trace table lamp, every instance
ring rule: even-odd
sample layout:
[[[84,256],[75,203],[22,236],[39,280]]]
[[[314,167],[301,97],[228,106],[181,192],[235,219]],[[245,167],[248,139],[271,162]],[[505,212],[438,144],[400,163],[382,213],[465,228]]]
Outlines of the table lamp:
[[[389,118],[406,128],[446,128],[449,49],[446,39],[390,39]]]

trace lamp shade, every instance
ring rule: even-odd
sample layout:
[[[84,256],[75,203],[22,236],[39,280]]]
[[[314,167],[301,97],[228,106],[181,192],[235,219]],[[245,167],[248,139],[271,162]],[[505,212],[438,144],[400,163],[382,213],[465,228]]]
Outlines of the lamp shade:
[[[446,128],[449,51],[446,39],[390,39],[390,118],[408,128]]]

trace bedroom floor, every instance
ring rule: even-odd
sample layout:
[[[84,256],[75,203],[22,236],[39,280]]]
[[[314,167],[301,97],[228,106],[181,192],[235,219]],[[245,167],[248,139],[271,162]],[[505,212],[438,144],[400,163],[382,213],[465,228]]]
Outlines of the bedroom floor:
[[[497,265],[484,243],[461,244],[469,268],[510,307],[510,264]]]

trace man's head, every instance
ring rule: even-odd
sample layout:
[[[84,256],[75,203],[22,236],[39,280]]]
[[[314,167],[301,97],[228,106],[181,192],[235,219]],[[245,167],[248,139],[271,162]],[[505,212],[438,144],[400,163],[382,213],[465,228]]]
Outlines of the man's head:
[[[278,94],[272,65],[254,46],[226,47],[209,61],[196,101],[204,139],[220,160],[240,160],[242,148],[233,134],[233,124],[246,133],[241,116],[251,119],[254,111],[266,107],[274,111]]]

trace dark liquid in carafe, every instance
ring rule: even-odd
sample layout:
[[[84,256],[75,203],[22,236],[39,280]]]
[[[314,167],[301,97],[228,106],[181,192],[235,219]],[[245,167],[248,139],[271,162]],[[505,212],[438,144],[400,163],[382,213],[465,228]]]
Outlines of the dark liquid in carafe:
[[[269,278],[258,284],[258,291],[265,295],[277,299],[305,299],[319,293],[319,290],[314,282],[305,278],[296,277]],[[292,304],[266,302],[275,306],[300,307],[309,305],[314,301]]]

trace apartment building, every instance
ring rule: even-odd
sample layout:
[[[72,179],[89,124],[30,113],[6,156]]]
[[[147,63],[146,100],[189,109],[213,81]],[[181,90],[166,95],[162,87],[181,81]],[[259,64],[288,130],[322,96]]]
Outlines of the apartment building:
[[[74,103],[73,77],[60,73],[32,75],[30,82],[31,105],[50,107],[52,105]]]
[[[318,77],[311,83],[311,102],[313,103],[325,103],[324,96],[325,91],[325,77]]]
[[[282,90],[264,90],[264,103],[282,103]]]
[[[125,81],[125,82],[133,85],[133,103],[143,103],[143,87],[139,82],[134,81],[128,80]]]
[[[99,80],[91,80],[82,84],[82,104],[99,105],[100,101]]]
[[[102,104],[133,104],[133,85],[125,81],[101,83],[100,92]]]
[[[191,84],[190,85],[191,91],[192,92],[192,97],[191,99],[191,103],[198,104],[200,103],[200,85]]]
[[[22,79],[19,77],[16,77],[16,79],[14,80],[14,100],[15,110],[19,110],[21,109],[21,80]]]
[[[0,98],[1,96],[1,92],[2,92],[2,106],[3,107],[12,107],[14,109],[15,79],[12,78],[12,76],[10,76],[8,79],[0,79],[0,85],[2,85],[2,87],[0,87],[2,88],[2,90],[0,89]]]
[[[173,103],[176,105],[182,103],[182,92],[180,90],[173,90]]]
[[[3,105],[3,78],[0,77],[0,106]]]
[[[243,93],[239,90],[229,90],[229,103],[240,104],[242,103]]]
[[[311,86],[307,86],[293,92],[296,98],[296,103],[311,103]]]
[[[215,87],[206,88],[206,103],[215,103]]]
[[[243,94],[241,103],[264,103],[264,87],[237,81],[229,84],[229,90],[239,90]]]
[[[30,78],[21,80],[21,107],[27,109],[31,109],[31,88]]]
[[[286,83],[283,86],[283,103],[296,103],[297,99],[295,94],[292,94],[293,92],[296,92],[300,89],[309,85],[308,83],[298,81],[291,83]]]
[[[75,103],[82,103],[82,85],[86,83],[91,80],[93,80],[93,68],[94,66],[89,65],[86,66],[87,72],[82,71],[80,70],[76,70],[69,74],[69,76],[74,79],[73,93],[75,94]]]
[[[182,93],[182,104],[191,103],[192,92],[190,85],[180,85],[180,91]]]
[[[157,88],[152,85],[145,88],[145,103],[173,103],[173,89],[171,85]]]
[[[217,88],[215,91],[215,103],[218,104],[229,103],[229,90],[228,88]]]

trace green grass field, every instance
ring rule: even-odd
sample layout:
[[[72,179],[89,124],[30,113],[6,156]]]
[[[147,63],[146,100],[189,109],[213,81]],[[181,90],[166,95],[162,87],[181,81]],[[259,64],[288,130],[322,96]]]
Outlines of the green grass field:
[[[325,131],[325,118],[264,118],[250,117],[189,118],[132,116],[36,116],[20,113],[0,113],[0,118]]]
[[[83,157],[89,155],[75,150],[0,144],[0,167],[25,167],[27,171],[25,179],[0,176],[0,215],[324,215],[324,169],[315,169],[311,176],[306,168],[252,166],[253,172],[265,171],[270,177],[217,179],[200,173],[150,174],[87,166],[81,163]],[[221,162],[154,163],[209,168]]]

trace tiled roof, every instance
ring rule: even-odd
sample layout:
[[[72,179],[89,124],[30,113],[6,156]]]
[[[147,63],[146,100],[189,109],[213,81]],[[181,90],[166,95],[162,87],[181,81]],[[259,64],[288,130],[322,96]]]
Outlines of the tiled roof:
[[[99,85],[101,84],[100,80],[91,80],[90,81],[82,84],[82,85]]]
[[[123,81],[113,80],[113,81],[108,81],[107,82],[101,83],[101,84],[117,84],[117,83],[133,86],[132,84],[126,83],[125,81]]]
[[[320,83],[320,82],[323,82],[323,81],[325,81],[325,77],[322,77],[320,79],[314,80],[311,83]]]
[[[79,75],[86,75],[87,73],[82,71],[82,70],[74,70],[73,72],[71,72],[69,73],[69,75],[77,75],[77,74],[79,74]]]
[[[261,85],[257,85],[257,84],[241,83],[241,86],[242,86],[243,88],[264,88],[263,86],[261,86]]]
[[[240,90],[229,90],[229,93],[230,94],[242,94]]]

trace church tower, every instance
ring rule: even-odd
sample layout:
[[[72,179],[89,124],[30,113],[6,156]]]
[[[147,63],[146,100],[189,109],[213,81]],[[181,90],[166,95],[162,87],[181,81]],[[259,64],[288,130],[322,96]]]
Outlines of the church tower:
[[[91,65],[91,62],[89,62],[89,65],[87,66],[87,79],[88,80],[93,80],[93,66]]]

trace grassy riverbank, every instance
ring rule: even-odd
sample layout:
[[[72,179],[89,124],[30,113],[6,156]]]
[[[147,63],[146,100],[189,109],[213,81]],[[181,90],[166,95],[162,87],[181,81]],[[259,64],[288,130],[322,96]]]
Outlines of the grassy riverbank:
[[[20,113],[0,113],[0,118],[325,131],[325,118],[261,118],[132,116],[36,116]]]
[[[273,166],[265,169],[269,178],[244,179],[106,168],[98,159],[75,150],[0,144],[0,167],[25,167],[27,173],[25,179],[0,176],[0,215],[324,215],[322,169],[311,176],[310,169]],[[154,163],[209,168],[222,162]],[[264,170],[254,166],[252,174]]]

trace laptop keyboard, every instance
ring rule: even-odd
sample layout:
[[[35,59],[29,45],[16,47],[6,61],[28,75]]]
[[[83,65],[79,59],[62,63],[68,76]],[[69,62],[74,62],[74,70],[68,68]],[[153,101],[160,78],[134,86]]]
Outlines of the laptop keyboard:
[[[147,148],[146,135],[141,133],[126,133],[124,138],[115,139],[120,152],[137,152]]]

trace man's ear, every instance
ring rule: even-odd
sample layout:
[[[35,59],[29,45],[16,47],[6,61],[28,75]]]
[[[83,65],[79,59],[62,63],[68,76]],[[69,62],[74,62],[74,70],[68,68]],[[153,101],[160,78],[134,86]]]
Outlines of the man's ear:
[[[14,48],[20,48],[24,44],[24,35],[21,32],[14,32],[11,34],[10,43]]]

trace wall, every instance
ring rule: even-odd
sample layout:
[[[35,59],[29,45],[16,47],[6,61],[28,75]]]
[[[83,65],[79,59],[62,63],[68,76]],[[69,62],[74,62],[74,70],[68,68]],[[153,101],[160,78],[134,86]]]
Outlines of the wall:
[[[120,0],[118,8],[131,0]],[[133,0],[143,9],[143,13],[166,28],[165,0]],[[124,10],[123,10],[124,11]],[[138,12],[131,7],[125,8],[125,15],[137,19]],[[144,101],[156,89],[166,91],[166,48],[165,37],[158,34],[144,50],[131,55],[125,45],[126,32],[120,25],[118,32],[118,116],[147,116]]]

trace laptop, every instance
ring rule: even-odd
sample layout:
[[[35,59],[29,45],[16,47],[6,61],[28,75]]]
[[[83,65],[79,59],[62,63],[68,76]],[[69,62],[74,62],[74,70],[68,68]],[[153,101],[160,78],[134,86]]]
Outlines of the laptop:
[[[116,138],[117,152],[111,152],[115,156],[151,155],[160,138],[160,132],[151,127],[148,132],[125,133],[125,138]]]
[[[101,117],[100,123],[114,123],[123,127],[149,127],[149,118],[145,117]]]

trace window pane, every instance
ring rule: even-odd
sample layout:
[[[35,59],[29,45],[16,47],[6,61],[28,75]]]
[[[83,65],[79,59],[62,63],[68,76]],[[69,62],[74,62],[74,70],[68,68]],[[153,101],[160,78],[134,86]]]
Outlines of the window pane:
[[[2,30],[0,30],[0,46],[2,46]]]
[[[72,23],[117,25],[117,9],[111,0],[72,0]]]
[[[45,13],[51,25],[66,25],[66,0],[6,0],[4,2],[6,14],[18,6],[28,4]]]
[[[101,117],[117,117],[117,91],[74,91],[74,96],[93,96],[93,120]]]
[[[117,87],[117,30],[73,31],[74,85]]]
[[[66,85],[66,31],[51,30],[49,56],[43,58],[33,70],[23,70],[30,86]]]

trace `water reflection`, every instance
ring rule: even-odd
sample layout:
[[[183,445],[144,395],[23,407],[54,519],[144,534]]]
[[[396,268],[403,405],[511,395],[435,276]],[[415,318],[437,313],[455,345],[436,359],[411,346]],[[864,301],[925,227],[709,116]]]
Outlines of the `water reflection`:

TASK TO COMPLETE:
Edit the data between the line holding "trace apartment building, every instance" and the line holding "[[[282,90],[264,90],[264,103],[282,103]]]", inclusive, by changing "apartment building" to "residential block" and leaving everything else unchanged. Give back only those lines.

FULL SOLUTION:
trace residential block, every instance
ring rule: even-odd
sample layout:
[[[72,179],[89,124],[30,113],[6,156]]]
[[[147,63],[146,100],[189,109],[213,81]],[[181,90],[166,95],[162,87],[181,81]],[[259,64],[288,130],[322,96]]]
Outlines of the residential block:
[[[74,103],[73,77],[60,73],[32,75],[30,82],[31,105],[50,107],[52,105]]]
[[[318,77],[311,83],[311,102],[313,103],[325,103],[324,96],[325,91],[325,77]]]
[[[282,90],[264,90],[264,103],[282,103]]]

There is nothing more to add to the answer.